Count how many lines of the material below contain the string "plumage". Reply with only the number.

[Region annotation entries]
□ □ □ □

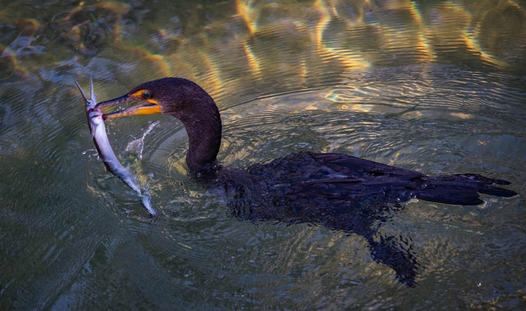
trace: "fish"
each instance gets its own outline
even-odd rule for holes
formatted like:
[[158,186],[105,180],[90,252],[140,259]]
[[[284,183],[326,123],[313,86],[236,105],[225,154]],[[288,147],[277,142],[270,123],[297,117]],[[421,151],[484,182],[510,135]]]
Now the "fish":
[[[82,97],[86,104],[86,116],[88,119],[88,126],[92,133],[92,139],[98,152],[99,157],[102,159],[106,166],[106,170],[116,176],[119,179],[127,185],[141,198],[143,205],[150,214],[150,217],[156,215],[155,210],[151,207],[151,196],[148,190],[143,188],[137,181],[137,178],[127,168],[120,164],[113,149],[109,143],[109,139],[106,132],[104,119],[102,109],[95,108],[97,99],[95,98],[95,90],[93,89],[93,80],[89,76],[90,98],[88,99],[82,88],[76,81],[75,83],[80,91]],[[142,190],[142,191],[141,191]]]

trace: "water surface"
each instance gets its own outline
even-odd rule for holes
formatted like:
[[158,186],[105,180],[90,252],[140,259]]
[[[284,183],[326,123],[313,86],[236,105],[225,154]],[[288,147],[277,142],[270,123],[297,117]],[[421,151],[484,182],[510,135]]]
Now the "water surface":
[[[523,309],[525,51],[522,1],[0,2],[0,309]],[[361,236],[230,217],[172,117],[107,121],[152,220],[97,159],[74,84],[90,74],[100,100],[195,81],[225,165],[341,152],[519,194],[393,212],[410,288]]]

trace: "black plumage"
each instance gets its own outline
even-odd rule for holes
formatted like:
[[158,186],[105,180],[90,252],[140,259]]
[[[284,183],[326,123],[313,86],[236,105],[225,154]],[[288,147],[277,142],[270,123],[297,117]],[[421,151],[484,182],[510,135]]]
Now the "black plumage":
[[[147,90],[148,98],[134,95],[141,90]],[[225,194],[233,215],[321,224],[359,234],[368,241],[373,258],[392,268],[397,278],[410,286],[415,284],[419,264],[408,239],[377,233],[389,217],[386,211],[399,209],[400,203],[412,198],[472,205],[483,202],[479,193],[517,195],[491,185],[510,184],[503,180],[476,174],[427,176],[341,153],[300,152],[245,169],[223,167],[216,162],[221,135],[217,107],[200,87],[185,79],[147,82],[127,95],[99,105],[147,99],[157,102],[161,113],[183,122],[189,141],[186,161],[193,178]]]

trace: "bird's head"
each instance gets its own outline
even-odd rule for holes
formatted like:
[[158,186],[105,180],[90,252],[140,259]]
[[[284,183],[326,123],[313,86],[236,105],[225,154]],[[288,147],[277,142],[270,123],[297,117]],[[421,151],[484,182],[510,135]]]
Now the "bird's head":
[[210,96],[191,81],[181,78],[164,78],[140,84],[125,95],[99,102],[96,108],[132,101],[144,102],[104,115],[104,119],[135,115],[166,113],[180,119],[186,115],[198,113],[201,109],[206,109],[207,106],[215,106]]

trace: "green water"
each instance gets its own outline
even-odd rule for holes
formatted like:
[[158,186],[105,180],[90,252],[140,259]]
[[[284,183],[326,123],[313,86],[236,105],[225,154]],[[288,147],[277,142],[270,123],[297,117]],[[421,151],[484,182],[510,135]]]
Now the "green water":
[[[360,236],[229,216],[172,117],[107,121],[151,220],[97,160],[89,75],[99,100],[196,81],[226,165],[337,152],[519,195],[404,203],[380,232],[411,239],[410,288]],[[0,309],[524,309],[525,78],[523,0],[0,1]]]

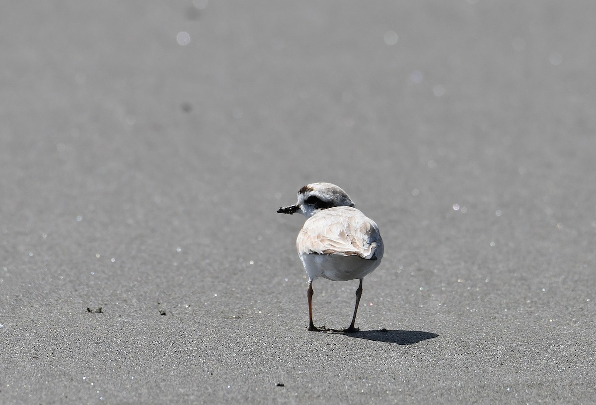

□ □ □ □

#### Response to the exercise
2